È preoccupato, il professore. Lo ha pure messo per iscritto in uno dei suoi tanti libri, stravenduti in molti Paesi. Sostiene che stiamo assistendo in diretta al crollo della nostra civiltà. Il sogno occidentale, spiega, è morto l'11 settembre 2001 con l'attentato alle Twin Towers. Ma prima c'è stata una crisi culturale con le rivolte studentesche del 1968, una crisi ecologica nel 1972 col primo rapporto del Club di Roma, una crisi sociale nel 1986 con la politica turbo-liberista di Ronald Reagan e Margaret Thatcher. Segnali evidenti, tutti questi, che la festa è davvero finita.Serge Latouche, filosofo ed economista, è diventato una celebrità per la sua teoria sulla decrescita felice. In sostanza dice che abbiamo speso e consumato oltre le nostre possibilità ampliando la forbice tra i sempre più ricchi e i sempre più poveri. «Non poteva durare». La salvezza, a un millimetro dal baratro, è in una ricetta apparentemente semplice: scendiamo tutti di un gradino. Ossia: riduciamo consumi e lavoro, sprechiamo meno, rispettiamo l'ambiente. Altrimenti sarà la Fine.

#### COSA SERVE
Secondo il testo sulla decrescita felice, in quale data è morto il sogno occidentale? Per rispondere usa soltanto il testo di riferimento.

#### DATI
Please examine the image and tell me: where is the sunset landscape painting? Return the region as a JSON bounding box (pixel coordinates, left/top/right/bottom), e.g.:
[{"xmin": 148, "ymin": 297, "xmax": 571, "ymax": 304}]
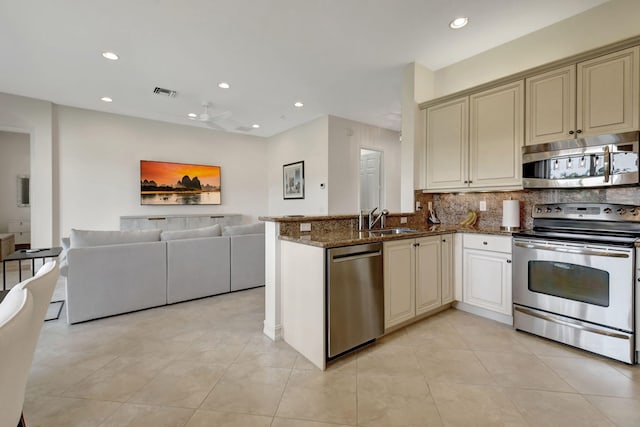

#### RISPOSTA
L'11 settembre 2001, con l'attentato alle Twin Towers.